┌─ LISTING

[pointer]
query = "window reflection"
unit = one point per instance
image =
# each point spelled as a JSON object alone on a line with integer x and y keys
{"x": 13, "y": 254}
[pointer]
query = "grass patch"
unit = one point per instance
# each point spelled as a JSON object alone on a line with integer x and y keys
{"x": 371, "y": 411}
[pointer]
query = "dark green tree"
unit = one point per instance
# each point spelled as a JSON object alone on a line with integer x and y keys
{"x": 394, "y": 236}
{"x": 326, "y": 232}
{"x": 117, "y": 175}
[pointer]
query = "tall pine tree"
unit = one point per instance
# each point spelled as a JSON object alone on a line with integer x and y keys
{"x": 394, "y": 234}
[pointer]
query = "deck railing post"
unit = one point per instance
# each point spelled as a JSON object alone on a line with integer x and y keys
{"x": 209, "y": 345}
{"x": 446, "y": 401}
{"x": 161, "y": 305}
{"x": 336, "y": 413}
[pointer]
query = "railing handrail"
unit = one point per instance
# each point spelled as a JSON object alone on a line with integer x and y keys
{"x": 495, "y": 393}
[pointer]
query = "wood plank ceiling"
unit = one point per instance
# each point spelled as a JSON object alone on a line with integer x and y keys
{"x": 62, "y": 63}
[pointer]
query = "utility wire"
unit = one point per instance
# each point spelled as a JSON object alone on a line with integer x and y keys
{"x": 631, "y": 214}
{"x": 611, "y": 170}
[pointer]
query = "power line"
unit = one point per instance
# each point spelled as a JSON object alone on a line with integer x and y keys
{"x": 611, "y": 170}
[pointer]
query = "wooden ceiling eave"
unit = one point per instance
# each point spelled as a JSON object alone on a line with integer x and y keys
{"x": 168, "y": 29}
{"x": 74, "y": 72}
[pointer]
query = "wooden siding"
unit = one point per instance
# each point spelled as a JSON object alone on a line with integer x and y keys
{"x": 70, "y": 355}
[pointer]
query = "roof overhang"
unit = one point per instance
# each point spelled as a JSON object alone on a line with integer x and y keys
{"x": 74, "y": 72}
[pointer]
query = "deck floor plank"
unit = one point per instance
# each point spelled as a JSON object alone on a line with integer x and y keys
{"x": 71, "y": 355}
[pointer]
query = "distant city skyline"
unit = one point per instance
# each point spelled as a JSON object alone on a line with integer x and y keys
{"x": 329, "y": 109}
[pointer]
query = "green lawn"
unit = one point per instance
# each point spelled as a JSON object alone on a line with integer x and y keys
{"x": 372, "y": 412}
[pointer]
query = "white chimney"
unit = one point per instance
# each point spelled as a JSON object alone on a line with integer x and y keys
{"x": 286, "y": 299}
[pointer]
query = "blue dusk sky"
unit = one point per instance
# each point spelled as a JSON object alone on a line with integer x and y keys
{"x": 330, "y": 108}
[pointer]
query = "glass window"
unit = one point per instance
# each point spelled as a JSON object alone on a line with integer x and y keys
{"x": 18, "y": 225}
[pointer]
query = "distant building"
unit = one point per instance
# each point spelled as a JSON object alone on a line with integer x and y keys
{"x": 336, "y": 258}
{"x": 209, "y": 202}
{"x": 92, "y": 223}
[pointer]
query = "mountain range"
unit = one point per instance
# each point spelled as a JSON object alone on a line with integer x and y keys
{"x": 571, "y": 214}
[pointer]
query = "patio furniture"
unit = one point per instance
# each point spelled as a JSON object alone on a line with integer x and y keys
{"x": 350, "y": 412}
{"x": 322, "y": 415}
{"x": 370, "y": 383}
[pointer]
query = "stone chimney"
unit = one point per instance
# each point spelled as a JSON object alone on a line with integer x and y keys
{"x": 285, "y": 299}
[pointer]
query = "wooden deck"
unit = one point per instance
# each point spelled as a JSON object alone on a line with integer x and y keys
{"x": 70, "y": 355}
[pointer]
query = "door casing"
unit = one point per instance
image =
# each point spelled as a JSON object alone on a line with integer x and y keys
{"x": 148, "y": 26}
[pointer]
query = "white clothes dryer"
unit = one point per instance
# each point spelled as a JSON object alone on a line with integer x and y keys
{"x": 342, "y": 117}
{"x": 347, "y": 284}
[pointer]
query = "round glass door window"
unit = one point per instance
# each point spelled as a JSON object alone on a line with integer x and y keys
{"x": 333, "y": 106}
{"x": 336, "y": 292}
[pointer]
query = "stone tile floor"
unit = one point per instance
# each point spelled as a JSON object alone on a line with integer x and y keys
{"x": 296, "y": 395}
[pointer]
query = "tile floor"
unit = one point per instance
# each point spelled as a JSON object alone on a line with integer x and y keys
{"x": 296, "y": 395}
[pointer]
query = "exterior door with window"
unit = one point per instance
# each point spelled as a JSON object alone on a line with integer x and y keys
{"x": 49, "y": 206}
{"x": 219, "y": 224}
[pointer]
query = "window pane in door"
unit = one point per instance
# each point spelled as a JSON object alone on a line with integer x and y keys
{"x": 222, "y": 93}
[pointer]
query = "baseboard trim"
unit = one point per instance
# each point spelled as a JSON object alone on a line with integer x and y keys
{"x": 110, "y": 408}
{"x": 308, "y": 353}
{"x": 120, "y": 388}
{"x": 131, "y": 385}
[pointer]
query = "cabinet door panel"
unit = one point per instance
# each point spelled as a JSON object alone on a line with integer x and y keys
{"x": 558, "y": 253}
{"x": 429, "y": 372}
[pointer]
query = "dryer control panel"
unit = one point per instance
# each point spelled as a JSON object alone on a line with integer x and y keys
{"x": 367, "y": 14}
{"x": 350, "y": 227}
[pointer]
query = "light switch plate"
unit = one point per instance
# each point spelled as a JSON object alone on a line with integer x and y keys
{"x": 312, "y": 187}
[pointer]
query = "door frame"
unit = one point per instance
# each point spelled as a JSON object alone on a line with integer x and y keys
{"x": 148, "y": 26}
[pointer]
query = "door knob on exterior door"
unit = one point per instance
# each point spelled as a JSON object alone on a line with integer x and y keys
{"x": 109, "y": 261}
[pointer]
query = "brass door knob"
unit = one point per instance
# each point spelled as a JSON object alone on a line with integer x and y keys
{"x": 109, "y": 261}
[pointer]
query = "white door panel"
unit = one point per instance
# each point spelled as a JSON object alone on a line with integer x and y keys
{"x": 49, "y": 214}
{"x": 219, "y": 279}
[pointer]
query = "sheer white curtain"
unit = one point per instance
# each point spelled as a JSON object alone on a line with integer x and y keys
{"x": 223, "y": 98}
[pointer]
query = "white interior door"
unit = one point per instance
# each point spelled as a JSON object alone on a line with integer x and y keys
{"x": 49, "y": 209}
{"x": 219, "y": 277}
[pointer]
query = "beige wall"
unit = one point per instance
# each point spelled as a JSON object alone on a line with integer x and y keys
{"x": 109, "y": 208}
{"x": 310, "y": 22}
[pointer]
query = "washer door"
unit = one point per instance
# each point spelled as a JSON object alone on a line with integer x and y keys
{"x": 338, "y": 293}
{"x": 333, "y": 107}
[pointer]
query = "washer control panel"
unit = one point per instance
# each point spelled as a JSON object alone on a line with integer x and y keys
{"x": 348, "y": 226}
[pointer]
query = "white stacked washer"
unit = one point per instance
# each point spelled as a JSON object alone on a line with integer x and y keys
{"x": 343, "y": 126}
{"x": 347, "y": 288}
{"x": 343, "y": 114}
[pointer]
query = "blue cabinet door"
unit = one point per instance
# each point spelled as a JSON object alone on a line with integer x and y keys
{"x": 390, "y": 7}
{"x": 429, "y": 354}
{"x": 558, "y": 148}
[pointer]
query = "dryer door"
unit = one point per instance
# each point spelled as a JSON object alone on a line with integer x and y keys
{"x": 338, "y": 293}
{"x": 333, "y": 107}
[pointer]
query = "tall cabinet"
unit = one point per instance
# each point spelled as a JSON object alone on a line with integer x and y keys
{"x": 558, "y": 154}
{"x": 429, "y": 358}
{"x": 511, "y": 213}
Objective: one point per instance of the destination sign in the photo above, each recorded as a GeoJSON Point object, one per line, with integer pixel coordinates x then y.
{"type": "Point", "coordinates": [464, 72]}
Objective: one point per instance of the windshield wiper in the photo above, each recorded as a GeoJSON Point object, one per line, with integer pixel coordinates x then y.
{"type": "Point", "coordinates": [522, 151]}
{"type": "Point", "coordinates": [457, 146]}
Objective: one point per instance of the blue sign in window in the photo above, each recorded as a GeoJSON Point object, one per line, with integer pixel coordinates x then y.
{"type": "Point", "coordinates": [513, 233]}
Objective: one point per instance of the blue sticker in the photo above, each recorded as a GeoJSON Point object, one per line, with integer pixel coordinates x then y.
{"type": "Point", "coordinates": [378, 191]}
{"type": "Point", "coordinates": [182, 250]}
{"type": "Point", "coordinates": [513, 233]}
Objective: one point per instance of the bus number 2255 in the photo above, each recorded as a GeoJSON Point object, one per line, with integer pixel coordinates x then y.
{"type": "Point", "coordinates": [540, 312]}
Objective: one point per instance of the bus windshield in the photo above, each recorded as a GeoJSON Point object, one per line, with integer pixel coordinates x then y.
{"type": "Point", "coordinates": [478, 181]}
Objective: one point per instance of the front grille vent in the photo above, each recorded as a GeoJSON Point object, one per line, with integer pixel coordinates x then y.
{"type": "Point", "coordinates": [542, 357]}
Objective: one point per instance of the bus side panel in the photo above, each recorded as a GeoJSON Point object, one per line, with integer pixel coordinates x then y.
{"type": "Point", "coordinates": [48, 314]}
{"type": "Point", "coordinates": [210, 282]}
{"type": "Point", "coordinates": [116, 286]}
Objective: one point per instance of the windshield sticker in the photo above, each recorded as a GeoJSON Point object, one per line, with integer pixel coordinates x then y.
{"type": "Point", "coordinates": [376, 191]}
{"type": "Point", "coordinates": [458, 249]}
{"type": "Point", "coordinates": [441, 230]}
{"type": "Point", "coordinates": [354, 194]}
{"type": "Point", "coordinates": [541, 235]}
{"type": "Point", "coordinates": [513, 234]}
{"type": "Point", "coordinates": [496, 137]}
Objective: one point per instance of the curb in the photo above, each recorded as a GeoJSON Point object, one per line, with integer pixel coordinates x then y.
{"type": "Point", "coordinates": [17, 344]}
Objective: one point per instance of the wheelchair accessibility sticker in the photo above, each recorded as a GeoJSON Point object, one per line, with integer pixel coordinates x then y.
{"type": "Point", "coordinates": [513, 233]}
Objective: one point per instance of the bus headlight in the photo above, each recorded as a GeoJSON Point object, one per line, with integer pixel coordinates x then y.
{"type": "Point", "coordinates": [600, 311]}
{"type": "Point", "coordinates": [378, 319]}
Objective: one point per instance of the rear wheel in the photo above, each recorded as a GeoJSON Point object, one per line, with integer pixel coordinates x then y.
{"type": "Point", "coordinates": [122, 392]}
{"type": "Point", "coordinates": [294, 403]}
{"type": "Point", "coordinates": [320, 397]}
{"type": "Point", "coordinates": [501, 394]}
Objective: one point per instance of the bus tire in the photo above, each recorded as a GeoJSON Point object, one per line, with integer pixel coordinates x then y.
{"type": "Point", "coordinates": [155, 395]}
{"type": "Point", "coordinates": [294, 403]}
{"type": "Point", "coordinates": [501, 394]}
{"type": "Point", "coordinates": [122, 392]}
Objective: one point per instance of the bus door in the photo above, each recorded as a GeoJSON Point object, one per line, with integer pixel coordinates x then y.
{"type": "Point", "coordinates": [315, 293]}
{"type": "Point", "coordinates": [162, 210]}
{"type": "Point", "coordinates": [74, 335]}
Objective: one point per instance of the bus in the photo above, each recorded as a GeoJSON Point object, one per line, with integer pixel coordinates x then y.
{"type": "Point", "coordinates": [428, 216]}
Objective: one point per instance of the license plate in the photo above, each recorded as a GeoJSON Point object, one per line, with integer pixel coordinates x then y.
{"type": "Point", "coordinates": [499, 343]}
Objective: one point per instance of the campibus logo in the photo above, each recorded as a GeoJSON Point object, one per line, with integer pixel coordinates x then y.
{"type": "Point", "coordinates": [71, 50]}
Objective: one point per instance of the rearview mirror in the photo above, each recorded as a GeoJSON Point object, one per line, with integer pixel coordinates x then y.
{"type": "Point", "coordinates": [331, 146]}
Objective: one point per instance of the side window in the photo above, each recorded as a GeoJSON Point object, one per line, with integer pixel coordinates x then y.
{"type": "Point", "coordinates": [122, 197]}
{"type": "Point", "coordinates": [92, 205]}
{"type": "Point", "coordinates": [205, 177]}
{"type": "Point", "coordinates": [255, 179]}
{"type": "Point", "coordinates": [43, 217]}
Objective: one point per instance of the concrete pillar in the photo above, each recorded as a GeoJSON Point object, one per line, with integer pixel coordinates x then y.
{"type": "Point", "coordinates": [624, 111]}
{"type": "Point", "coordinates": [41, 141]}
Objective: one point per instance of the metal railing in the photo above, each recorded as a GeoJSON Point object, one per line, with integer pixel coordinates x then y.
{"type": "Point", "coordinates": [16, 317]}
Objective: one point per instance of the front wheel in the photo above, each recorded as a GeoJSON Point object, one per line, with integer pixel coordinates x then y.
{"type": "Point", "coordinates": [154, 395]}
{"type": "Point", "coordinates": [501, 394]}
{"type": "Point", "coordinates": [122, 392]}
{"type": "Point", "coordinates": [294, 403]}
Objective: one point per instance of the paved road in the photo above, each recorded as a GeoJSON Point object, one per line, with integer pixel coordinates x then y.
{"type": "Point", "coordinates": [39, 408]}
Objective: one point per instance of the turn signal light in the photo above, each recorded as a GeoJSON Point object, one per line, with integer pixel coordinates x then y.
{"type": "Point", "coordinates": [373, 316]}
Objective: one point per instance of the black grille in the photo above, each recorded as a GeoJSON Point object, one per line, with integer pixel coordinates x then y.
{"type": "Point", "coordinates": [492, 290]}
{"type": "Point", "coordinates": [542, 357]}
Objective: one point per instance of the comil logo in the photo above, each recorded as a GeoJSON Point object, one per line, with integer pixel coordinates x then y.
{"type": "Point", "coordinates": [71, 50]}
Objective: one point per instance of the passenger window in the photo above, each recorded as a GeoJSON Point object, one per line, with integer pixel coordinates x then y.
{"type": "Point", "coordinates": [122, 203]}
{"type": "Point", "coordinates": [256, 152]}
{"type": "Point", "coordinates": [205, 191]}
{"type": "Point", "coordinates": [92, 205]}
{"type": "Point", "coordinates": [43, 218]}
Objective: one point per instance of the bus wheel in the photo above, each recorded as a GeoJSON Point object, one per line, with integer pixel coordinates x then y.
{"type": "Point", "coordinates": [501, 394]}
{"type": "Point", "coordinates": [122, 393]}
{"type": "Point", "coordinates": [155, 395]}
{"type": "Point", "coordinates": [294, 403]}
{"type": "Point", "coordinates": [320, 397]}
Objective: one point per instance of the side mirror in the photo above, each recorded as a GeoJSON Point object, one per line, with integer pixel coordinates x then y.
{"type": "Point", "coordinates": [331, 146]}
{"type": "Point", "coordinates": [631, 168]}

└─

> **PROBLEM TO SOLVE**: Find "Objective: one point per instance of the paved" in the data above, then repeat that line and all lines after it exactly, ending with the final line.

> **SOLVED EXERCISE**:
Objective: one point per instance of the paved road in the photo above, each recorded as a GeoJSON Point object, one per line, with integer pixel coordinates x then y.
{"type": "Point", "coordinates": [39, 408]}
Objective: one point per instance of the turn signal light in the photo above, each recorded as a GeoJSON Point object, one per line, with integer pixel coordinates x then y.
{"type": "Point", "coordinates": [373, 316]}
Objective: one point per instance of the black grille in the photo above, each recorded as a GeoJSON Point object, one per line, with integer pixel coordinates x then y.
{"type": "Point", "coordinates": [492, 290]}
{"type": "Point", "coordinates": [542, 357]}
Objective: one point per instance of the comil logo in the photo above, each recorded as a GeoJSON Point object, one per line, with integer pixel coordinates x then y.
{"type": "Point", "coordinates": [71, 50]}
Objective: one point per instance of the passenger window in the photo above, each recorded as a GeoJSON Point object, one per line, with integer pixel coordinates x then y.
{"type": "Point", "coordinates": [122, 203]}
{"type": "Point", "coordinates": [256, 152]}
{"type": "Point", "coordinates": [205, 191]}
{"type": "Point", "coordinates": [92, 205]}
{"type": "Point", "coordinates": [43, 218]}
Objective: one point per instance of the bus wheel in the photo above, each recorded as a GeoJSON Point object, one per line, with integer pixel coordinates x then y.
{"type": "Point", "coordinates": [501, 394]}
{"type": "Point", "coordinates": [122, 393]}
{"type": "Point", "coordinates": [155, 395]}
{"type": "Point", "coordinates": [294, 403]}
{"type": "Point", "coordinates": [320, 397]}
Objective: one point per instance of the side mirror in the photo above, each recorded as a GeoJSON Point object, one per line, with integer pixel coordinates x then y.
{"type": "Point", "coordinates": [331, 146]}
{"type": "Point", "coordinates": [631, 168]}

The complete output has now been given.